Escrevo antes de saber o resultado da votação pela Câmara da autorização para que o STF possa julgar a denúncia oferecida pelo procurador-geral contra o presidente da República.
É pouco provável que a autorização seja concedida. Houve precipitação da Procuradoria, que fez a denúncia sem apurações mais consistentes. Entretanto, para o que desejo dizer, pouco importa a votação: a denúncia em si mesma e a fragmentação dos partidos no encaminhamento da matéria já indicam um clima de quase anomia, no qual algumas instituições do Estado e os partidos políticos se perderam.
Esta não é uma crise só brasileira. Em outros países em que prevalecem sistemas democrático-representativos também se observa a descrença nas instituições, pelo comportamento errático das mesmas, sobretudo no caso dos partidos.
Mesmo nos EEUU, na Inglaterra ou na França — países centrais na elaboração de ideologias democráticas e na formação das instituições políticas correspondentes — nota-se certa falta de prestígio de ambas.
Não falta quem contraste as deficiências dos regimes democráticos com as supostas vantagens dos regimes autoritários e mesmo ditatoriais.
O contraste é falacioso: sobram exemplos de ineficiência nos regimes autoritários, sem falar na perda de liberdade, individual e pública, cujo valor não pode ser medido em termos de eficiência dos governos.
Nem faltam casos para mostrar o quanto podem levar ao desastre regimes que de autoritários passam a ditatoriais, como na Turquia atual ou, mais impressionantemente ainda, na Venezuela, onde ocorre um verdadeiro horror perante os céus. Nela, a inexistência das garantias democráticas se soma ao descalabro econômico-financeiro.
Não é, contudo, o caso do Brasil. Houve, é certo, a perda de controle das finanças públicas pelo governo anterior. Mas nunca se chegou a ameaçar diretamente a democracia. Aqui o que houve foi a generalização e a sacralização da corrupção, com as ineficiências decorrentes, aprofundando a perda de confiança popular no governo e na vida política.
Neste sentido, estamos imersos em um mar de pequenos e grandes problemas e tão atarantados com eles que somos incapazes de vislumbrar horizonte melhor. É isso o que mais me preocupa, a despeito da gravidade tanto dos casos de corrupção quanto dos desmandos que vêm ocorrendo.
Falta alguém dizer, como De Gaulle disse quando viu o desastre da Quarta República francesa e a derrocada das guerras coloniais, que era preciso manter uma “certa ideia da França” e mudar o rumo das coisas. Aqui e agora, guardadas as proporções, é preciso que alguém — ou algum movimento — encarne uma certa ideia de Brasil e mude o rumo das coisas.

* MATERIAL FORNECIDO *
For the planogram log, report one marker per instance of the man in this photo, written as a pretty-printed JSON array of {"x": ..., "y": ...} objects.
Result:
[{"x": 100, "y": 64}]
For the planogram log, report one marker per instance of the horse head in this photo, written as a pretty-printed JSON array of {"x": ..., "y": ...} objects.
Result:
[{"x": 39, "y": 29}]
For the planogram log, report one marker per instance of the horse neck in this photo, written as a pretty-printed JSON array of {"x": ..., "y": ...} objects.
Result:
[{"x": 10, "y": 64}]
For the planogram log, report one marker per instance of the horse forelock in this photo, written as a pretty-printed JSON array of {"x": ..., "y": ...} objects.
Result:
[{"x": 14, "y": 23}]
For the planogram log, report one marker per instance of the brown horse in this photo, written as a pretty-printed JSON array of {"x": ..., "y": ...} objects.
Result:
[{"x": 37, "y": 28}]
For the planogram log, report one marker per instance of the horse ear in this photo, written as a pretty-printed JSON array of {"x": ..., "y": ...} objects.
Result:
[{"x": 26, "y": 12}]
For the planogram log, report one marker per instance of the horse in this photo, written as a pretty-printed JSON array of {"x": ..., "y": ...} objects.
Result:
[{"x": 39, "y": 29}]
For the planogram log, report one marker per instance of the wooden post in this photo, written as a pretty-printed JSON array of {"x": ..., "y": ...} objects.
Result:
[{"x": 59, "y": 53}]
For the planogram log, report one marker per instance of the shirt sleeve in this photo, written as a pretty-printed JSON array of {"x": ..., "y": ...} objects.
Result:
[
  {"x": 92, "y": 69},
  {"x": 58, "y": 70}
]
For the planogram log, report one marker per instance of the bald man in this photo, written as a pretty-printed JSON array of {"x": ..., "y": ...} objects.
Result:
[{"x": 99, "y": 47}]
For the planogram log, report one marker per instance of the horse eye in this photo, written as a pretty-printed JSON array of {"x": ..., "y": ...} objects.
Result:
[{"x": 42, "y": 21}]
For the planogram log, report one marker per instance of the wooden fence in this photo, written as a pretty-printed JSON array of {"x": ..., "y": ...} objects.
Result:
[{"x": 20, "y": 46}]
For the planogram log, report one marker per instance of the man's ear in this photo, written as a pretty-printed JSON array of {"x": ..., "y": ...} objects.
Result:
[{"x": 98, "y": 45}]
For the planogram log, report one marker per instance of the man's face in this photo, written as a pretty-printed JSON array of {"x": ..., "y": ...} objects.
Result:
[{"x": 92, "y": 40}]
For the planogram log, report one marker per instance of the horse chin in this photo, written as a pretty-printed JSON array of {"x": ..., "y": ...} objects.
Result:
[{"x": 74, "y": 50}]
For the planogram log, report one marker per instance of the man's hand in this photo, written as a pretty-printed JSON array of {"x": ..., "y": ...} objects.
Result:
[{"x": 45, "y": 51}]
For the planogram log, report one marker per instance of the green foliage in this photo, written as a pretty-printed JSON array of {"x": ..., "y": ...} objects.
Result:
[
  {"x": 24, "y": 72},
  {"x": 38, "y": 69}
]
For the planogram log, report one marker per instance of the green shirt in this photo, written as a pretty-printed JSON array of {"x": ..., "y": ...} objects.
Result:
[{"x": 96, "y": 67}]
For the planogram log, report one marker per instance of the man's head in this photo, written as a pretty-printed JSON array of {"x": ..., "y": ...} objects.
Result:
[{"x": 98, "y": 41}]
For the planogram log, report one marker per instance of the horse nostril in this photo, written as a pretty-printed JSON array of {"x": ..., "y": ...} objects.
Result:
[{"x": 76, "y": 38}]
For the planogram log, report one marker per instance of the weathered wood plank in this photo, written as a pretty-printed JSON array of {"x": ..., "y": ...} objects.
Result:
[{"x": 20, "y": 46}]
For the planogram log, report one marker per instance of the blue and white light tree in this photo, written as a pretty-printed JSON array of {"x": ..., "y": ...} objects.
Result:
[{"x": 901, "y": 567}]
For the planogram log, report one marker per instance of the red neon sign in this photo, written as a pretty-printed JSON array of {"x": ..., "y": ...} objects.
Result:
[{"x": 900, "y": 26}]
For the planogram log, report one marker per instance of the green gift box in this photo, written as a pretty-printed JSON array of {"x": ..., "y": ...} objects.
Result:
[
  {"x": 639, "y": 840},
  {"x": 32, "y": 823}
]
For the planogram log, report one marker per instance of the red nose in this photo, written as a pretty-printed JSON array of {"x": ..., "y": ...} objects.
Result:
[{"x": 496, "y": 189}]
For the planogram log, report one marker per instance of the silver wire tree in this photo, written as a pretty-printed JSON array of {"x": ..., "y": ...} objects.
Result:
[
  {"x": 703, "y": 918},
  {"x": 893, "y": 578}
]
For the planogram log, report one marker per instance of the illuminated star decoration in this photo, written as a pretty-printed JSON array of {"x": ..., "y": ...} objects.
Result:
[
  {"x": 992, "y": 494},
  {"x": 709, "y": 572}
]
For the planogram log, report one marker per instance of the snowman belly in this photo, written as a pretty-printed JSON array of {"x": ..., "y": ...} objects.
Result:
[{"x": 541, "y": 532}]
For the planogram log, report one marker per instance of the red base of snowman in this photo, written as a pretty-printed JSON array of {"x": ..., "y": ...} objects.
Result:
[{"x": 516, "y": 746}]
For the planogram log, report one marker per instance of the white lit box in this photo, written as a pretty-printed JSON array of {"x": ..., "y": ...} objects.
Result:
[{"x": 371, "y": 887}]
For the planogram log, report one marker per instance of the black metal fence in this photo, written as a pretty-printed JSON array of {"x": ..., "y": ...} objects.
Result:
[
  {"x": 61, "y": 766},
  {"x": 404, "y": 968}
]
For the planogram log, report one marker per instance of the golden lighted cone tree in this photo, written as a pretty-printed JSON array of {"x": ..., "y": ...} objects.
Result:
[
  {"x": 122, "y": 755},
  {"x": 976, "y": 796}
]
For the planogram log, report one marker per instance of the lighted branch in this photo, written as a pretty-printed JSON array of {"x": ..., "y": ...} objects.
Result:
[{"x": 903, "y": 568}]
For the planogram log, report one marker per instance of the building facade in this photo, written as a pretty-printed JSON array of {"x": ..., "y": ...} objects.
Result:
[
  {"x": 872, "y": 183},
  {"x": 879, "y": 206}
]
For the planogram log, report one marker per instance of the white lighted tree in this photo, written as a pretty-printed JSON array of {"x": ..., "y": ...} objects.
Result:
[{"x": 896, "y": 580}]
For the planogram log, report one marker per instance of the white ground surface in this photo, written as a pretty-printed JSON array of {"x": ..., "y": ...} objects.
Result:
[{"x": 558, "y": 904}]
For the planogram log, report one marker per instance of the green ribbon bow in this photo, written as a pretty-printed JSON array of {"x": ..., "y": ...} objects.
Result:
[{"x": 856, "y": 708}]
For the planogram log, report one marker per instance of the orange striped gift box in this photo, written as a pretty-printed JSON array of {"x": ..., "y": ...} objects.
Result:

* O QUE FAZER *
(1) Segundo o texto, em quais países regimes autoritários que passaram a ditatoriais levaram ao desastre?
(2) Liste todos os países mencionados pelo nome no texto.
(3) Reescreva o trecho do texto que começa em "O contraste é" e segue até "eficiência dos governos.", substituindo "falacioso" por "enganoso".

* RESPOSTAS ESPERADAS *
(1) Na Turquia e na Venezuela.

(2) Brasil, EEUU, Inglaterra, França, Turquia e Venezuela.

(3)
O contraste é enganoso: sobram exemplos de ineficiência nos regimes autoritários, sem falar na perda de liberdade, individual e pública, cujo valor não pode ser medido em termos de eficiência dos governos.